Copy the data from the line that contains "the ear piercing" to its last line, exactly, including both of those lines and leaving out everything before.

## [EXERCISE INPUT]
===============

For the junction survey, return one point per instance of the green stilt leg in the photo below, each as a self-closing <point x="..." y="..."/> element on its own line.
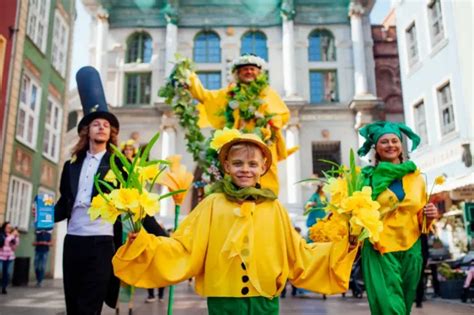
<point x="171" y="294"/>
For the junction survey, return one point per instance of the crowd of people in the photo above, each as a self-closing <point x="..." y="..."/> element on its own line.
<point x="238" y="243"/>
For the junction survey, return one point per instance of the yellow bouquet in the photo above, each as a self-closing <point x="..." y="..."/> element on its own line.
<point x="129" y="185"/>
<point x="351" y="206"/>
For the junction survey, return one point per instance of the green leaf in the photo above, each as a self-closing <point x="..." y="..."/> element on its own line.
<point x="150" y="144"/>
<point x="118" y="174"/>
<point x="172" y="193"/>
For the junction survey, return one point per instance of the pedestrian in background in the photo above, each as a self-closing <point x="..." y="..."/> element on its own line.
<point x="9" y="241"/>
<point x="42" y="244"/>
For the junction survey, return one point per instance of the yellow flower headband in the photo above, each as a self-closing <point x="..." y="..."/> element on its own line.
<point x="224" y="139"/>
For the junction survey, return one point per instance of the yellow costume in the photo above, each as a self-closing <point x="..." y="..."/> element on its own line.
<point x="215" y="102"/>
<point x="235" y="250"/>
<point x="401" y="226"/>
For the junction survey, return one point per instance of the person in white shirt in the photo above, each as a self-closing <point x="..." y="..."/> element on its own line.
<point x="90" y="245"/>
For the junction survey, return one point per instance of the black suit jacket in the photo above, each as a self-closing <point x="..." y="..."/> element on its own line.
<point x="63" y="209"/>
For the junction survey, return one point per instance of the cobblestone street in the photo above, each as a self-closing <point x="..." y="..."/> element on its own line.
<point x="49" y="300"/>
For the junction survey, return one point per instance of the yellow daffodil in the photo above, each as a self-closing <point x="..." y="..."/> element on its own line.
<point x="150" y="202"/>
<point x="221" y="137"/>
<point x="328" y="230"/>
<point x="125" y="198"/>
<point x="148" y="173"/>
<point x="177" y="178"/>
<point x="100" y="207"/>
<point x="439" y="180"/>
<point x="360" y="200"/>
<point x="337" y="189"/>
<point x="369" y="220"/>
<point x="111" y="178"/>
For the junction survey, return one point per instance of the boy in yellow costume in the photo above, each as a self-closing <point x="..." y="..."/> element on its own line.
<point x="249" y="105"/>
<point x="238" y="243"/>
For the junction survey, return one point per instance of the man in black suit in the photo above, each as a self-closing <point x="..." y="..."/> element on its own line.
<point x="90" y="245"/>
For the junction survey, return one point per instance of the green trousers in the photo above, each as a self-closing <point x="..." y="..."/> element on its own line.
<point x="391" y="279"/>
<point x="242" y="306"/>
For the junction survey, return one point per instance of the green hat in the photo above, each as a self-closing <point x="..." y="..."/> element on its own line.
<point x="372" y="133"/>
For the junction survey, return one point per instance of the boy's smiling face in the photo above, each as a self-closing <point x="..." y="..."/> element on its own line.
<point x="245" y="164"/>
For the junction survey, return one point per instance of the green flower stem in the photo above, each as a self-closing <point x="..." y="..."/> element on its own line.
<point x="171" y="295"/>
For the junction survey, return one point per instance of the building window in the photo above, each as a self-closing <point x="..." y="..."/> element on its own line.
<point x="446" y="109"/>
<point x="435" y="19"/>
<point x="38" y="19"/>
<point x="420" y="122"/>
<point x="323" y="86"/>
<point x="210" y="80"/>
<point x="60" y="42"/>
<point x="52" y="130"/>
<point x="255" y="43"/>
<point x="321" y="46"/>
<point x="207" y="48"/>
<point x="412" y="45"/>
<point x="139" y="48"/>
<point x="19" y="203"/>
<point x="328" y="151"/>
<point x="28" y="112"/>
<point x="138" y="89"/>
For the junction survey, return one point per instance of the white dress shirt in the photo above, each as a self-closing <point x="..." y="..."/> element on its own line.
<point x="80" y="222"/>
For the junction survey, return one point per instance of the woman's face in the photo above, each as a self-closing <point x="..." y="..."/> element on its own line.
<point x="389" y="148"/>
<point x="8" y="228"/>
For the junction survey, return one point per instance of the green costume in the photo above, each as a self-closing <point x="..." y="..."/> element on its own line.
<point x="392" y="267"/>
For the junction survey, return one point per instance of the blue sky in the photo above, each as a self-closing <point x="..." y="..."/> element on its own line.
<point x="81" y="39"/>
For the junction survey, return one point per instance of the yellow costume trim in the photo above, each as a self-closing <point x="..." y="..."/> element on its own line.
<point x="400" y="223"/>
<point x="214" y="241"/>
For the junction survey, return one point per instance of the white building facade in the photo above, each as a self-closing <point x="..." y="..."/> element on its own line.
<point x="435" y="40"/>
<point x="319" y="58"/>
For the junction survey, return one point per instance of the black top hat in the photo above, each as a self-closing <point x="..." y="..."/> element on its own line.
<point x="92" y="97"/>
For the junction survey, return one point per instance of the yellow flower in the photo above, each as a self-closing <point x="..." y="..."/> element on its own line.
<point x="369" y="220"/>
<point x="110" y="177"/>
<point x="328" y="230"/>
<point x="221" y="137"/>
<point x="125" y="198"/>
<point x="148" y="173"/>
<point x="150" y="202"/>
<point x="360" y="200"/>
<point x="439" y="180"/>
<point x="337" y="190"/>
<point x="100" y="207"/>
<point x="177" y="178"/>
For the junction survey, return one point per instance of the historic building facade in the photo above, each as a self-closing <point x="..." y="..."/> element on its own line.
<point x="35" y="98"/>
<point x="387" y="69"/>
<point x="435" y="45"/>
<point x="319" y="58"/>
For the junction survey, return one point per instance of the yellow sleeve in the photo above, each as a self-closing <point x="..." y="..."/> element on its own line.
<point x="154" y="262"/>
<point x="318" y="267"/>
<point x="214" y="102"/>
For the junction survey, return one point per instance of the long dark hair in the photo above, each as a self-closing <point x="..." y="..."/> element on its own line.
<point x="82" y="144"/>
<point x="4" y="226"/>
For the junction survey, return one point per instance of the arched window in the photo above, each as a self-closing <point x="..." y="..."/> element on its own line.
<point x="207" y="48"/>
<point x="321" y="46"/>
<point x="139" y="48"/>
<point x="254" y="43"/>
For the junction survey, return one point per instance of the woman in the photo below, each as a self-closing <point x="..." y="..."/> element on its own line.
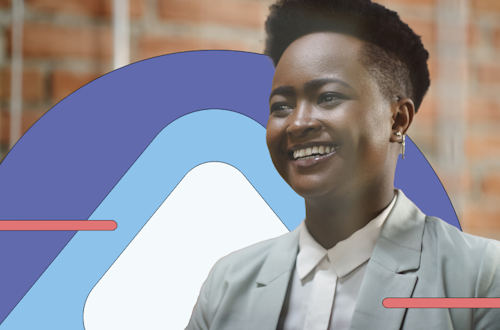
<point x="350" y="75"/>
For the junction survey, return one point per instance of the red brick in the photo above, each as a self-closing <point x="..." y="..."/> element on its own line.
<point x="496" y="38"/>
<point x="94" y="8"/>
<point x="66" y="82"/>
<point x="32" y="84"/>
<point x="489" y="73"/>
<point x="486" y="5"/>
<point x="483" y="110"/>
<point x="237" y="13"/>
<point x="425" y="29"/>
<point x="482" y="147"/>
<point x="490" y="184"/>
<point x="44" y="40"/>
<point x="473" y="33"/>
<point x="150" y="46"/>
<point x="28" y="118"/>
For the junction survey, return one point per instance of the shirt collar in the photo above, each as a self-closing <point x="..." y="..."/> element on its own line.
<point x="346" y="255"/>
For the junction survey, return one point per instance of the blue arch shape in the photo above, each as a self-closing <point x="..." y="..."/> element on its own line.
<point x="67" y="163"/>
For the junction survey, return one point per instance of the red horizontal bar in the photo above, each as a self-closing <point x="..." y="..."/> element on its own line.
<point x="57" y="225"/>
<point x="441" y="303"/>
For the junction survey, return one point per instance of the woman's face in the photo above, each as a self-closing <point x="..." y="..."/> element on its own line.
<point x="325" y="102"/>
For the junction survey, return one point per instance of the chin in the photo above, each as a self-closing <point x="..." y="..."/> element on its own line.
<point x="310" y="190"/>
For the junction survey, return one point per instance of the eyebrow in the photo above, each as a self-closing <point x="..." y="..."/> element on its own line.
<point x="308" y="86"/>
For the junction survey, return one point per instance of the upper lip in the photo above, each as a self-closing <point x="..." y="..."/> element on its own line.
<point x="291" y="149"/>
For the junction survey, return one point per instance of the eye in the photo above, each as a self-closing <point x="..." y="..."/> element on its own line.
<point x="280" y="106"/>
<point x="328" y="98"/>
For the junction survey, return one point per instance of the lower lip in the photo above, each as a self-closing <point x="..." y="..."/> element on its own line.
<point x="313" y="161"/>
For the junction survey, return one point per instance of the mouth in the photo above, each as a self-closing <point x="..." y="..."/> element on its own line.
<point x="313" y="152"/>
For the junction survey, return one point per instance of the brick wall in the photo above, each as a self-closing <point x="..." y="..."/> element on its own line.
<point x="68" y="43"/>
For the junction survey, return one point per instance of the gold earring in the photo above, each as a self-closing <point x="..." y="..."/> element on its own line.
<point x="402" y="142"/>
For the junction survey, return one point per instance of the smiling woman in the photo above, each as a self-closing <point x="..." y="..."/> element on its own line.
<point x="350" y="76"/>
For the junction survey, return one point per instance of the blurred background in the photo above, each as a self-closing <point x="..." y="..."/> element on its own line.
<point x="50" y="48"/>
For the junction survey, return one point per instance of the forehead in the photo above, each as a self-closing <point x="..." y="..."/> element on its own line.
<point x="322" y="55"/>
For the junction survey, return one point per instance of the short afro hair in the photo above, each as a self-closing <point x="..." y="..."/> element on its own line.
<point x="393" y="53"/>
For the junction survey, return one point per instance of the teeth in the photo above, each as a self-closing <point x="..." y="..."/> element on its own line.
<point x="312" y="152"/>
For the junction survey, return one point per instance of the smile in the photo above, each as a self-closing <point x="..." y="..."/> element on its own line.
<point x="312" y="152"/>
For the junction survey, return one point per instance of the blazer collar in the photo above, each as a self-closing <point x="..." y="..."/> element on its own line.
<point x="399" y="245"/>
<point x="267" y="298"/>
<point x="281" y="258"/>
<point x="391" y="269"/>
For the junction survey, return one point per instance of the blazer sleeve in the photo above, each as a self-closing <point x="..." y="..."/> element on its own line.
<point x="488" y="286"/>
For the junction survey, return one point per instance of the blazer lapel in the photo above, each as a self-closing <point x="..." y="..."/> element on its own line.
<point x="390" y="271"/>
<point x="272" y="283"/>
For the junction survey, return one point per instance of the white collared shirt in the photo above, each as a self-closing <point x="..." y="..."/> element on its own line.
<point x="349" y="258"/>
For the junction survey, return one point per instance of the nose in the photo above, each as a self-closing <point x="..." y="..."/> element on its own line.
<point x="302" y="121"/>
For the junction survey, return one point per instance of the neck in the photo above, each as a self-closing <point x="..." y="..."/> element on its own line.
<point x="333" y="220"/>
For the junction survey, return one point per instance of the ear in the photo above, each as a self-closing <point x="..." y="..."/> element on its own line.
<point x="403" y="111"/>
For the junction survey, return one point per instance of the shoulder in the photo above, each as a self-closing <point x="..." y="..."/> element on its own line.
<point x="474" y="259"/>
<point x="450" y="240"/>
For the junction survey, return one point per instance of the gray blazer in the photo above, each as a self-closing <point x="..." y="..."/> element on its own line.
<point x="415" y="256"/>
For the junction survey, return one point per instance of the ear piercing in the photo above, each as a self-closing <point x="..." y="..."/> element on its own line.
<point x="402" y="142"/>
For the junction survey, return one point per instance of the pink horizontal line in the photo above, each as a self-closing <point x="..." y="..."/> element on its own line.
<point x="441" y="303"/>
<point x="57" y="225"/>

===============

## [ANSWER TO THE EXERCISE]
For the junction survey, return one point per instance of the ear piercing in the photo above, each as a self-closing <point x="..." y="..."/> element on its own line.
<point x="402" y="142"/>
For the junction survey, return one point per instance of the pink horizontal line in the photo above, each as a self-closing <point x="..." y="..."/> element on its own line.
<point x="441" y="303"/>
<point x="57" y="225"/>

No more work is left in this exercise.